YOUR OBJECTIVE: Count the lines in the records below that contain the string "nose", treating uppercase and lowercase as different. Reply with the number alone.

SUPPLIED MATERIAL:
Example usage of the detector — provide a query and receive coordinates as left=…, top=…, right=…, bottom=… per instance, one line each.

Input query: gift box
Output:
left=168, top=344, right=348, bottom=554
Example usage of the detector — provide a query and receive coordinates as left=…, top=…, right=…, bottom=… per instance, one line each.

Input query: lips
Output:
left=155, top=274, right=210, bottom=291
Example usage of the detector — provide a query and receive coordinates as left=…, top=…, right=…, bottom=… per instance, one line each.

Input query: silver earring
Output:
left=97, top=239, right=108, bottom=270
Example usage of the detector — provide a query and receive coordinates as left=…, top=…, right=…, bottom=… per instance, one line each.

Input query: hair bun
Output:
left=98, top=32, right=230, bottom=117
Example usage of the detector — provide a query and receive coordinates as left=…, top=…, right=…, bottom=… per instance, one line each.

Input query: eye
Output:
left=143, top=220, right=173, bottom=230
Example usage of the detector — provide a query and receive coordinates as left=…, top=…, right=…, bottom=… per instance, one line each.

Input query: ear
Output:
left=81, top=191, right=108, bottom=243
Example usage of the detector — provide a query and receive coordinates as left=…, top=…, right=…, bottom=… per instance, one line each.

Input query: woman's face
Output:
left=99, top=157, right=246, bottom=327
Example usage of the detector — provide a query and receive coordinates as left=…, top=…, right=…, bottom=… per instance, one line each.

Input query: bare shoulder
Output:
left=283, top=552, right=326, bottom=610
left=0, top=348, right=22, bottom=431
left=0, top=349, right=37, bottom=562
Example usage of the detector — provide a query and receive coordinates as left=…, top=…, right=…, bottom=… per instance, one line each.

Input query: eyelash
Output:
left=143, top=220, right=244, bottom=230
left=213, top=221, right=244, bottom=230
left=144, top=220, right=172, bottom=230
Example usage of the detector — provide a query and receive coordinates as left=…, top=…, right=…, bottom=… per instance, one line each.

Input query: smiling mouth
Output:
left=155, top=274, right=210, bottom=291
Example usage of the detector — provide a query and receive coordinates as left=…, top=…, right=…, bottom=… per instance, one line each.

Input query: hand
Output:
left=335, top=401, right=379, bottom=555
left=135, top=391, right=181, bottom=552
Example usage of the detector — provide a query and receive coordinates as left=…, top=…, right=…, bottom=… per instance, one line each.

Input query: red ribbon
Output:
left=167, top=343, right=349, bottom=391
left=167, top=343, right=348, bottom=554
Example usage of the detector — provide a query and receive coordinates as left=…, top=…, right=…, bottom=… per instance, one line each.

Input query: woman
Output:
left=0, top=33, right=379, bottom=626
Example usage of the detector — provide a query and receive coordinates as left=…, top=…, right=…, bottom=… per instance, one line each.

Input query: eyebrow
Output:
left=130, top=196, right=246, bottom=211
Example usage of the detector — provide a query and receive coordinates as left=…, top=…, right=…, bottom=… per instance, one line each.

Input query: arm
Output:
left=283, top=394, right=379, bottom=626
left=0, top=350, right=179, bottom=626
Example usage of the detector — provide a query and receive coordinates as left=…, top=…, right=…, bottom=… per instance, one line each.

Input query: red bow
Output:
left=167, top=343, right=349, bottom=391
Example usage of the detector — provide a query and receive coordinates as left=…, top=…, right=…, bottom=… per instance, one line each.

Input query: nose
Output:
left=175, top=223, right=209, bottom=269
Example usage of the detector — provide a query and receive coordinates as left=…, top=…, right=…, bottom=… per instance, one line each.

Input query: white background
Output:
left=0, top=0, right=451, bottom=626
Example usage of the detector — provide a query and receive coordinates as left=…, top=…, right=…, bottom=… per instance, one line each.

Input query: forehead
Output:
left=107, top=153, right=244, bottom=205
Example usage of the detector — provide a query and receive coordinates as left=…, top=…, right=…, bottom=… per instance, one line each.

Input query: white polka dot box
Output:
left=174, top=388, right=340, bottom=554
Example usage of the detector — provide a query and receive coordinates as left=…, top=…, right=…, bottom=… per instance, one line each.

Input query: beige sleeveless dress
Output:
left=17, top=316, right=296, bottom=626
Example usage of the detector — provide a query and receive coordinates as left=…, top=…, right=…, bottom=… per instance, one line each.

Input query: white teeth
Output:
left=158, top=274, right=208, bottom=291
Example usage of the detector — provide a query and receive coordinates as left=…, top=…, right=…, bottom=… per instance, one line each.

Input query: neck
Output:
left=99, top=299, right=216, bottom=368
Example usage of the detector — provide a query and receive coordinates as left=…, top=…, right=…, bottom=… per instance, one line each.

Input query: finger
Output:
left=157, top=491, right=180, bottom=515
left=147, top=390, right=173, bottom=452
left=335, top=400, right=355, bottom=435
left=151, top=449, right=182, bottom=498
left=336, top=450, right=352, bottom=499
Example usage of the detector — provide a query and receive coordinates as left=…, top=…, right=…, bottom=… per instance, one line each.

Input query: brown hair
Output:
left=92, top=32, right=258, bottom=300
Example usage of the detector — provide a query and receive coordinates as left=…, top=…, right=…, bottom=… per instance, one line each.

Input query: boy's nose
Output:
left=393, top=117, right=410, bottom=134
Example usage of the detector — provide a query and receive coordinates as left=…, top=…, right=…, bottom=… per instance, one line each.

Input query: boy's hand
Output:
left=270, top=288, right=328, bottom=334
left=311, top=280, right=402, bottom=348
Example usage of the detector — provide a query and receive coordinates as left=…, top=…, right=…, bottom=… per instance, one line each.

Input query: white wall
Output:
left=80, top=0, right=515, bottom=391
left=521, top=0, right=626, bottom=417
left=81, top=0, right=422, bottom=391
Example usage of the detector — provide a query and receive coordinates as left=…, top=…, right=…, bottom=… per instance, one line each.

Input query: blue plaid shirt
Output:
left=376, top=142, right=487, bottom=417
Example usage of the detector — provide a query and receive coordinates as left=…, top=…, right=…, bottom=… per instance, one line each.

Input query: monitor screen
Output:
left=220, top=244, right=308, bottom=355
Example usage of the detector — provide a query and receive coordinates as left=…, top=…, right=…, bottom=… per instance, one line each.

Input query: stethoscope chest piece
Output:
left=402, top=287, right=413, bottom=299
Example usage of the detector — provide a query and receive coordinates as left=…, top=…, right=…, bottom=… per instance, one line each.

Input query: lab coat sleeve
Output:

CORRECT RESULT: 2